[Task description]
Continue the Lenten reflection on church music below, starting right after its final sentence.

[Text section]
Lenten Reflection: Can We Enjoy What Lies Ahead?

Keven Smith · February 21, 2023

ONIGHT WAS TACO TUESDAY IN THE SMITH HOUSE. Because it’s Fat Tuesday. And tomorrow, the meat goes away. The scene around our kitchen island this evening was intense. My two older children and I circled that square of quartz in rapt concentration. I wish I could say our silence came from a deep and holy appreciation of the solemn season that’s about to begin. But I think it came more from a determination to get this meal right. A good plate of Mexican food must combine all the available elements in perfect balance.

And tomorrow, the meat goes away.

As I experienced the tastes and textures of this meal, I thought back to previous Fat Tuesdays. There have been years when I somehow fit in all my favorite treats the evening before Lent and enjoyed them deeply. This year, dinner wasn’t extraordinary (I make tacos regularly and didn’t even have any avocados handy tonight), and I ate it with more satisfaction than delight.

“What does it mean to enjoy something?” I wondered to myself. “Must I savor each bite and appreciate every flavor in the moment? Or does the real enjoyment come when I’ve finished the meal and am taking the time to digest it?

As the busy season of Lent descends upon us, I have the same questions about liturgical music.

A Common Dilemma for Church Musicians

Lenten liturgies place massive demands on choir directors and their singers. The organ falls silent, leaving the choir exposed. We see short Alleluia chants replaced by long, intricate Tracts. Every word of the Mass seems to weigh twice as much. And then the liturgies of the Triduum are almost too big to process.

[Material]

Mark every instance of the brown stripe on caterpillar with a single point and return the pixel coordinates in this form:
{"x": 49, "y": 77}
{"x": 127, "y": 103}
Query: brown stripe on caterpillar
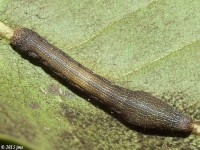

[Written response]
I suspect that church musicians fall into two camps at this time of year. There are those who simply want to get through everything in one piece. It’s not that they don’t love liturgy; it’s that they fear the downside of having it go poorly. But after it’s all over, they wish they could have enjoyed it more—especially when they realize it exceeded their expectations (dedicated church choirs do tend to rise to the occasion when it matters most).

There are also those church musicians who enjoy Lent and Triduum liturgies so much, and anticipate them so eagerly, that it’s painful to have them fly by as they seem to do. Imagine looking forward to the Alleluia on Easter Sunday for months, humming it to yourself frequently, and then realizing as you’re in the middle of that spectacular melisma on “immolatus” that it’s all about to be over.

This used to be me. I love the Easter Cycle more than the rest of the liturgical year combined. But every year it seemed to go by more quickly, and before I knew it, I would be experiencing the withdrawal of Easter Monday.

How St. Augustine Can Help

I finally asked a good priest for advice on the matter. “Father,” I asked, “is liturgy meant to be cruel? Is it meant to get your hopes up, but then come and go in an instant and leave you hungry for more?”

Being a wise and well-read priest, he referred me to St. Augustine. And in Confessions, I found the perspective I needed in a passage where St. Augustine describes the grief he experienced at the death of a dear friend:

“Things rise and set: in their emerging they begin as it were to be, and grow to perfection; having reached perfection, they grow old and die. Not everything grows old, but everything dies. So when things rise and emerge into existence, the faster they grow to be, the quicker they rush towards non-being. That is the law limiting their being. So much have you given them, namely to be parts of things which do not all have their being at the same moment, but by passing away and by successiveness, they all form the whole of which they are parts. That is the way our speech is constructed by sounds which are significant. What we say would not be complete if one word did not cease to exist when it has sounded its constituent parts, so that it can be succeeded by another.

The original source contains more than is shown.